----- Text provided -----

02:16pm Thursday 04 June 2020

Yale to Study Early Treatment For HIV-Positive Inmates in Washington DC

In the United States and many countries around the world, HIV and concurrent substance disorder rates are extremely high among prison populations. The study aims to identify, treat and retain HIV-infected persons involved in the front and back ends of the criminal justice system — from time of arrest to parole — where defendants are supervised in community settings. Transition times like this, and after release from prison, are when inmates are most vulnerable to abandoning treatment.

As part of this study, pre-trial and adjudicated defendants who are opioid dependent will for the first time be offered immediate access to supervised withdrawal, sometimes called “detox,” using the replacement medication buprenorphine. During this period they will also be tested for HIV, other infections and mental illness, and offered treatment.

“Criminal justice systems have not adopted and in most situations not even allowed medication-assisted treatments for opioid dependence like buprenorphine, methadone or even extended-release naltrexone to be used while defendants are under supervision,” said principal investigator Frederick L. Altice, M.D., professor of medicine at Yale School of Medicine and Director of Clinical and Community Research.

----- Raw data -----

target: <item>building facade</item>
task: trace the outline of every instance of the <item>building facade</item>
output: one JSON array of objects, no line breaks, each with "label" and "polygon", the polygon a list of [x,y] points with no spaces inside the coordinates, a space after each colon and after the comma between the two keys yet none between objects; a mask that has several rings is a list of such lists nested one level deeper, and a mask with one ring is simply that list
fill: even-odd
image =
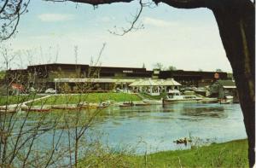
[{"label": "building facade", "polygon": [[[28,66],[26,69],[8,70],[6,74],[10,83],[22,84],[28,87],[43,90],[55,88],[56,81],[70,81],[68,85],[71,90],[74,90],[73,88],[77,87],[75,81],[78,81],[74,80],[75,78],[98,78],[98,80],[94,80],[96,82],[91,82],[94,84],[93,90],[109,90],[115,87],[124,89],[133,81],[132,79],[139,78],[174,78],[184,87],[200,87],[210,85],[218,79],[228,78],[227,73],[222,72],[160,71],[159,69],[148,71],[146,68],[138,67],[91,67],[60,63]],[[63,78],[64,80],[57,80]],[[73,79],[66,80],[67,78]],[[104,81],[119,82],[104,83]]]}]

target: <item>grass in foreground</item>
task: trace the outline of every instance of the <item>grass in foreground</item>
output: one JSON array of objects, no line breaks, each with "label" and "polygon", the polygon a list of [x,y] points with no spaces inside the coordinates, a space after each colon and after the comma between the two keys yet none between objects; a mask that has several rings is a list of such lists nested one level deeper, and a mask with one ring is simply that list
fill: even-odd
[{"label": "grass in foreground", "polygon": [[53,96],[34,101],[32,105],[77,104],[82,101],[101,102],[105,101],[141,101],[137,95],[127,93],[89,93],[83,95]]},{"label": "grass in foreground", "polygon": [[9,96],[7,100],[7,96],[0,96],[0,106],[9,105],[9,104],[18,104],[25,102],[26,101],[33,100],[42,97],[38,95],[20,95],[20,96]]},{"label": "grass in foreground", "polygon": [[[101,154],[90,161],[96,164],[91,165],[93,167],[248,167],[247,140],[214,143],[190,150],[159,152],[147,156]],[[84,160],[81,167],[91,164],[90,161]]]}]

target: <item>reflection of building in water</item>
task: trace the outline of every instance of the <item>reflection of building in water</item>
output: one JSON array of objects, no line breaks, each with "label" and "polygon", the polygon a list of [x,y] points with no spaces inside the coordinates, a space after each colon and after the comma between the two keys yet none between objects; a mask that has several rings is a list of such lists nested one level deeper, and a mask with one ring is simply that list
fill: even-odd
[{"label": "reflection of building in water", "polygon": [[[195,71],[148,71],[140,67],[91,67],[82,64],[42,64],[28,66],[26,69],[8,70],[9,81],[24,84],[33,87],[54,88],[55,78],[98,78],[94,83],[93,90],[110,90],[113,88],[125,89],[132,80],[139,78],[167,79],[173,78],[183,86],[207,86],[217,79],[227,79],[227,72],[195,72]],[[15,78],[15,80],[13,80]],[[17,78],[17,79],[16,79]],[[106,79],[104,79],[106,78]],[[24,82],[25,81],[25,82]],[[67,80],[68,81],[68,80]],[[76,87],[75,80],[69,80],[68,85],[73,90]],[[86,81],[86,80],[84,80]]]},{"label": "reflection of building in water", "polygon": [[233,80],[218,80],[211,85],[210,91],[212,96],[218,98],[232,96],[234,99],[238,99],[238,92]]}]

-----

What this exercise asks:
**A)** Please repeat word for word the stretch of the article on Yale's HIV study from "02:16pm Thursday 04" through "to abandoning treatment.".
**B)** Write the next part of the article about Yale's study of HIV-positive inmates, picking up after its final sentence.

Task answers:
**A)**
02:16pm Thursday 04 June 2020

Yale to Study Early Treatment For HIV-Positive Inmates in Washington DC

In the United States and many countries around the world, HIV and concurrent substance disorder rates are extremely high among prison populations. The study aims to identify, treat and retain HIV-infected persons involved in the front and back ends of the criminal justice system — from time of arrest to parole — where defendants are supervised in community settings. Transition times like this, and after release from prison, are when inmates are most vulnerable to abandoning treatment.

**B)**
“In addition to addressing the HIV and substance abuse treatment outcomes in this highly vulnerable population, this study allows us to examine what happens as HIV-infected individuals move between being in pre-trial services, jail, prison, probation and parole. These moves are likely to result in adverse treatment outcomes and perpetuate the HIV epidemic, and have untold consequences on public safety,” states co-principal investigator Faye S. Taxman, Ph.D. of George Mason University in Fairfax, Virginia.

The nation’s capital is home to the country’s worst HIV epidemic, primarily among people of color. “This study will contribute greatly to easing the continuing health disparities among racial and ethnic minorities who are disproportionately impacted by substance use disorders and HIV/AIDS,” says site principal investigator William B. Lawson, M.D., PhD, Professor and Chair of Psychiatry and Behavioral Sciences at Howard University in Washington, D.C.

Other investigators are Sandra A. Springer, M.D., of Yale University, and Cecilia Maxwell, M.D. of Howard University.